Aufgabenübersicht:
[a] Wer hat laut dem Text über die Bürgerdividende das „Eckpunktepapier zur Bürgerbeteiligung beim Netzausbau“ vorgelegt?
[b] Gib aus dem Text über die Bürgerdividende wortgetreu den Abschnitt wieder, der mit den Worten „9. Juli 2013“ beginnt und mit „Beteiligungsmöglichkeit gebrochen werden.“ endet.
[c] Führe den Text über die Bürgerdividende im Anschluss an seinen letzten Satz weiter.

9. Juli 2013

Demokratie und Gleichheit im öffentlichen Raum

Die Umverteilung im Rahmen der Energiewende geht weiter seinen gewohnten Gang: von unten nach oben. Philipp Rösler und Peter Altmaier haben in ungewohnt trauter Gemeinsamkeit ein „Eckpunktepapier zur Bürgerbeteiligung beim Netzausbau“ vorgelegt. Kernpunkt ist, Bürger die vom Netzausbau betroffen sind können sich mit einer Art Anleihe beteiligen die dann mit 5% verzinst wird. Das ist attraktiv, für Bundesanleihen gibt es momentan praktisch gar keine Zinsen. Und wenn der Staat dafür gerade steht, sind wohl auch die Netzanleihen mit dem gleich geringen Risiko behaftet wie Bundesanleihen. Die Absicht dieses Vorhabens ist klar, es geht nicht um Kapitalbeschaffung für ein Industrieprojekt, sondern der Widerstand vor Ort soll durch diese Beteiligungsmöglichkeit gebrochen werden.

Die Eckpunkte dieser als „Bürgerdividende“ genannten Vorhabens werden so zusammengefasst:
• Um möglichst vielen Bürgerinnen und Bürgern den Zugang zu ermöglichen, sollte die Mindesteinlage im Bereich bis 1000 € liegen.

Datensatzeinträge:
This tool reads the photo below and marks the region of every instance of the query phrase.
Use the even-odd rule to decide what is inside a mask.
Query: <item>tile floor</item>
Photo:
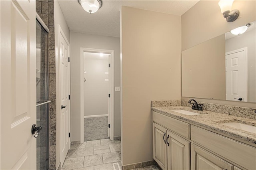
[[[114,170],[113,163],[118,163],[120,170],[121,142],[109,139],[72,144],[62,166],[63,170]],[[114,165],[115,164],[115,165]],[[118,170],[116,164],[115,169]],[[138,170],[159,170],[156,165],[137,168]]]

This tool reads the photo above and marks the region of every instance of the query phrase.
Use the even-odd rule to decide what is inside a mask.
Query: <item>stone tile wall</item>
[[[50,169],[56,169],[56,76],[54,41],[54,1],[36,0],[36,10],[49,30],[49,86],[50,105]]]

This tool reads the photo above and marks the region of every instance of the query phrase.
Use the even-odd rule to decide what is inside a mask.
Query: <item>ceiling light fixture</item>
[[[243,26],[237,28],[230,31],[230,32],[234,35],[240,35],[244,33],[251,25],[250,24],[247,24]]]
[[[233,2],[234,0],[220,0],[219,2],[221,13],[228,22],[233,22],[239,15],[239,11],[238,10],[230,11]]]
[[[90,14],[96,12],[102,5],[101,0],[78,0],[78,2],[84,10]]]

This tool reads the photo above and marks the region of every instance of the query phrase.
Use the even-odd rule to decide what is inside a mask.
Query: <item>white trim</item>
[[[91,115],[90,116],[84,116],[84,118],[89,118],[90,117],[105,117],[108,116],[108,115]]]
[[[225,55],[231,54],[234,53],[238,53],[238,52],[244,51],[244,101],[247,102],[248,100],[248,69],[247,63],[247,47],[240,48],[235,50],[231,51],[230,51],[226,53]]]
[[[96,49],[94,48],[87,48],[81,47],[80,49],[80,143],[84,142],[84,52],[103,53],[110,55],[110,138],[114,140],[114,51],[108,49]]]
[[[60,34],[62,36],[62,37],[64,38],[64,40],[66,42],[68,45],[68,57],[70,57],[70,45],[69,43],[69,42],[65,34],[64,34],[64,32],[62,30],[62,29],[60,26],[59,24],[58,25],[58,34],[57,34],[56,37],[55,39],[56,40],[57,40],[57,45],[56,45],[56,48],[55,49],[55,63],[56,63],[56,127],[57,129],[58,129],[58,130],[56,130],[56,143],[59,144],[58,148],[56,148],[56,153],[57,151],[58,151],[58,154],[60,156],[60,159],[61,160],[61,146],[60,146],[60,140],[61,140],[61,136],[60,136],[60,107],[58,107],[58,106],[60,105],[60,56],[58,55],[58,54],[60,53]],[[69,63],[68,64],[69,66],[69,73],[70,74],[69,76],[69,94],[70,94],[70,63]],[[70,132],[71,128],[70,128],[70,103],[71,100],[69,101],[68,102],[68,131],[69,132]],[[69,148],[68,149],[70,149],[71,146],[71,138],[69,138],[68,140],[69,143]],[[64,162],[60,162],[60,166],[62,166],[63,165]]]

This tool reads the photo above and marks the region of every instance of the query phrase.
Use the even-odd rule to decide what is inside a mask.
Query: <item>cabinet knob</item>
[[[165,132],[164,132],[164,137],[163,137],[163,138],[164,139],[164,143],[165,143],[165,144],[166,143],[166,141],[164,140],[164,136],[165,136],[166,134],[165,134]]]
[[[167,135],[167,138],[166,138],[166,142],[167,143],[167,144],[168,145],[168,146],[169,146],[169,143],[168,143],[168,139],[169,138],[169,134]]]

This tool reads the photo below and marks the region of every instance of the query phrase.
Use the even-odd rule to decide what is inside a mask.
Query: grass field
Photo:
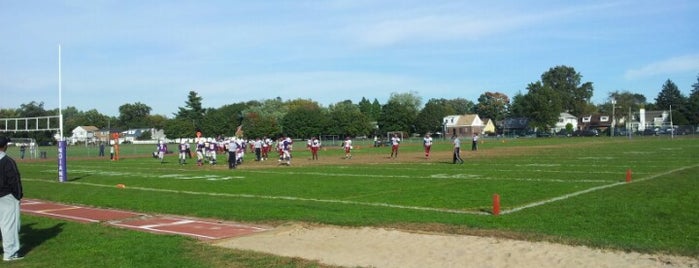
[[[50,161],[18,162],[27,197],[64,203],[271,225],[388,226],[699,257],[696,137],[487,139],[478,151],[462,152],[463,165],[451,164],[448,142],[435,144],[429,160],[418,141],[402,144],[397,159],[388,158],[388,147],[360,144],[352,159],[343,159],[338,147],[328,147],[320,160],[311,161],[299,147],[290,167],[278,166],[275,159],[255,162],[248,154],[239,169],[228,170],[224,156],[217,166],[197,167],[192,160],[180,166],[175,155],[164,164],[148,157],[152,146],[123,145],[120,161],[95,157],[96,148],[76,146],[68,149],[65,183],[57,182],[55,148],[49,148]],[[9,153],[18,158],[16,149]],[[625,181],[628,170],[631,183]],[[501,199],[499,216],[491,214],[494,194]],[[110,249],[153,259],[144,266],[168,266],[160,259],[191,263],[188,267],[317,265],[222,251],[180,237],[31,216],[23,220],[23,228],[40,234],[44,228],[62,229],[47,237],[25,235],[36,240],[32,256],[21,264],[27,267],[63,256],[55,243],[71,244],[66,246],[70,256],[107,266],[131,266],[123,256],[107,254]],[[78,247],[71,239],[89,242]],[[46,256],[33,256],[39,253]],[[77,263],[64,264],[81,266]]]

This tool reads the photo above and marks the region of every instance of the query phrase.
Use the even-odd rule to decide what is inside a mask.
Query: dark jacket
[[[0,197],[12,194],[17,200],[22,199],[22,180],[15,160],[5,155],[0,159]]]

Ergebnisse:
[a] Philipp Rösler und Peter Altmaier.

[b]
9. Juli 2013

Demokratie und Gleichheit im öffentlichen Raum

Die Umverteilung im Rahmen der Energiewende geht weiter seinen gewohnten Gang: von unten nach oben. Philipp Rösler und Peter Altmaier haben in ungewohnt trauter Gemeinsamkeit ein „Eckpunktepapier zur Bürgerbeteiligung beim Netzausbau“ vorgelegt. Kernpunkt ist, Bürger die vom Netzausbau betroffen sind können sich mit einer Art Anleihe beteiligen die dann mit 5% verzinst wird. Das ist attraktiv, für Bundesanleihen gibt es momentan praktisch gar keine Zinsen. Und wenn der Staat dafür gerade steht, sind wohl auch die Netzanleihen mit dem gleich geringen Risiko behaftet wie Bundesanleihen. Die Absicht dieses Vorhabens ist klar, es geht nicht um Kapitalbeschaffung für ein Industrieprojekt, sondern der Widerstand vor Ort soll durch diese Beteiligungsmöglichkeit gebrochen werden.

[c]
• Das Finanzierungsinstrument richtet sich primär an private Anlegerinnen und Anleger, die in betroffenen Landkreisen wohnen oder an Grundstückseigentü- mer, die von dem konkreten Leitungsbauvorhaben betroffen sind. Zusätzlich kann entsprechend der lokalen Gegebenheiten auch juristischen Personen, z.B. landwirtschaftlichen Betrieben, eine Beteiligung ermöglicht werden.

• Es ist wünschenswert, dass Anwohnerinnen und Anwohnern, die in einem be- stimmten Höchstabstand zu dem Leitungsvorhaben wohnen, bei der Ausgabe von Beteiligungen bevorzugt werden, beispielsweise, indem ihnen eine Zutei- lung in bestimmter Höhe garantiert wird (z.B. bis zu 10 000 €) oder indem ihnen ein Vorrang bei der Zeichnung der Anleihe gewährt wird.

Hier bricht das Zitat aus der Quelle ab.